= Records =
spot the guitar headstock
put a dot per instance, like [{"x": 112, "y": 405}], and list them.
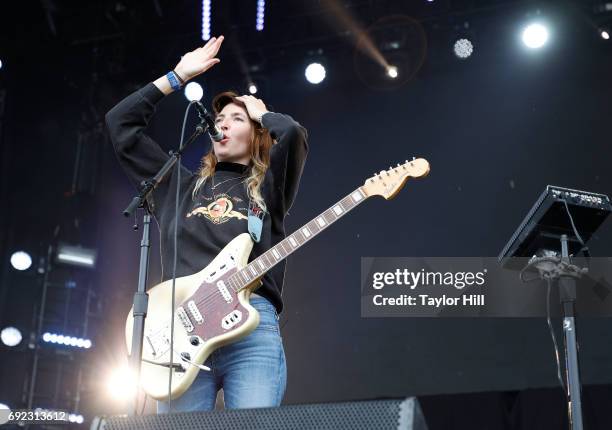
[{"x": 387, "y": 183}]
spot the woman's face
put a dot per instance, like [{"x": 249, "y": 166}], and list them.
[{"x": 237, "y": 129}]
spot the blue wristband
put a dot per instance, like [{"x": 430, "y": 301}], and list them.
[{"x": 174, "y": 82}]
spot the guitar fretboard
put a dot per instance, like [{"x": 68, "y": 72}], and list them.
[{"x": 256, "y": 268}]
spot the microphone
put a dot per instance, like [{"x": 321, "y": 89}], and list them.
[{"x": 214, "y": 133}]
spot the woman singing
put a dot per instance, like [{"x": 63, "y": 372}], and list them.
[{"x": 258, "y": 164}]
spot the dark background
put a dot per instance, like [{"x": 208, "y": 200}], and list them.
[{"x": 496, "y": 128}]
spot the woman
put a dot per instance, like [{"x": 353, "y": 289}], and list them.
[{"x": 258, "y": 164}]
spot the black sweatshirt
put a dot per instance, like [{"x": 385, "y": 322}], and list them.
[{"x": 205, "y": 227}]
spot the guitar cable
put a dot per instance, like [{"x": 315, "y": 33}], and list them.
[{"x": 175, "y": 237}]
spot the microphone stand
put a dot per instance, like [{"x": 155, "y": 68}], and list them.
[{"x": 141, "y": 298}]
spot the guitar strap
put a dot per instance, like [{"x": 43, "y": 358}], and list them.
[{"x": 256, "y": 216}]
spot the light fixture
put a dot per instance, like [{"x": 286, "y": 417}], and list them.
[
  {"x": 315, "y": 73},
  {"x": 206, "y": 19},
  {"x": 61, "y": 339},
  {"x": 261, "y": 7},
  {"x": 11, "y": 336},
  {"x": 535, "y": 35},
  {"x": 21, "y": 260},
  {"x": 193, "y": 91},
  {"x": 463, "y": 48},
  {"x": 76, "y": 256},
  {"x": 392, "y": 72}
]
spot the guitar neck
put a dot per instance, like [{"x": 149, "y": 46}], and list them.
[{"x": 259, "y": 266}]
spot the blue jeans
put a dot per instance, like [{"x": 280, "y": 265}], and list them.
[{"x": 252, "y": 371}]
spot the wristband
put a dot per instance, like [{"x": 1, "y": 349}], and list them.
[
  {"x": 174, "y": 82},
  {"x": 179, "y": 78}
]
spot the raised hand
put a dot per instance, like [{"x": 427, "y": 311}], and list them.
[{"x": 199, "y": 60}]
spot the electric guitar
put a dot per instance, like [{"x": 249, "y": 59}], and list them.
[{"x": 212, "y": 306}]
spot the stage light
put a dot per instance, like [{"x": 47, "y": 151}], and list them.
[
  {"x": 76, "y": 256},
  {"x": 61, "y": 339},
  {"x": 261, "y": 7},
  {"x": 10, "y": 336},
  {"x": 21, "y": 260},
  {"x": 463, "y": 48},
  {"x": 73, "y": 418},
  {"x": 121, "y": 384},
  {"x": 315, "y": 73},
  {"x": 535, "y": 36},
  {"x": 206, "y": 19},
  {"x": 193, "y": 91}
]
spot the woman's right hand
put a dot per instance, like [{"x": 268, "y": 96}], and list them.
[{"x": 199, "y": 60}]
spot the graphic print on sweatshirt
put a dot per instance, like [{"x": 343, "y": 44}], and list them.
[{"x": 219, "y": 210}]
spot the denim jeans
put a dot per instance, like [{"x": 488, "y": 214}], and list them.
[{"x": 252, "y": 371}]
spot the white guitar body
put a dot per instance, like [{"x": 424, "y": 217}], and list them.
[
  {"x": 212, "y": 306},
  {"x": 217, "y": 314}
]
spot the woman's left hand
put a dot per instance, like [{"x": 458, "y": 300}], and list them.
[{"x": 255, "y": 107}]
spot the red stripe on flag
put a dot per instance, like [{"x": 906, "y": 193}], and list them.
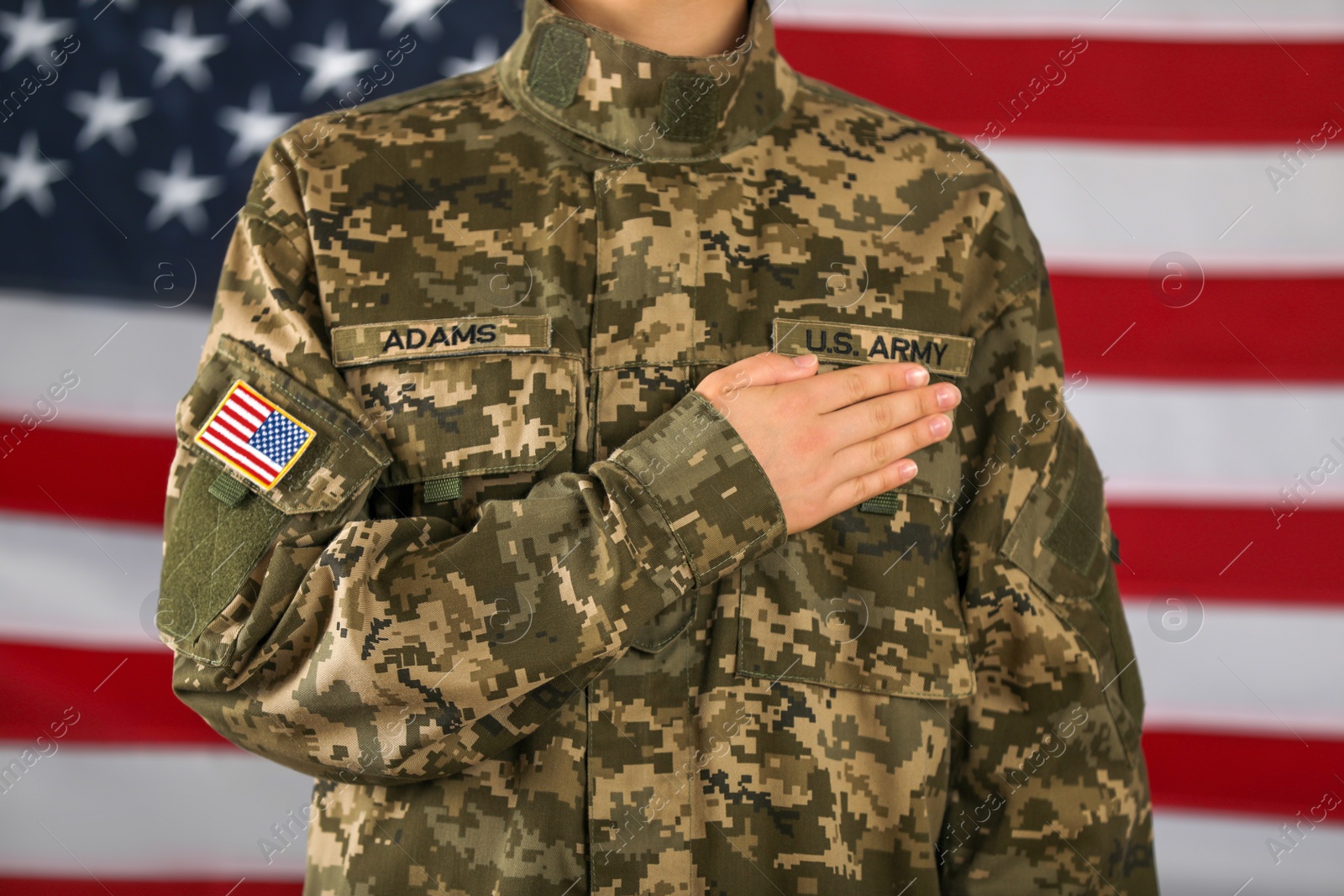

= Directive =
Tally the lines of the material above that contain the string "wristband", and reply with the number alone.

= Answer in full =
2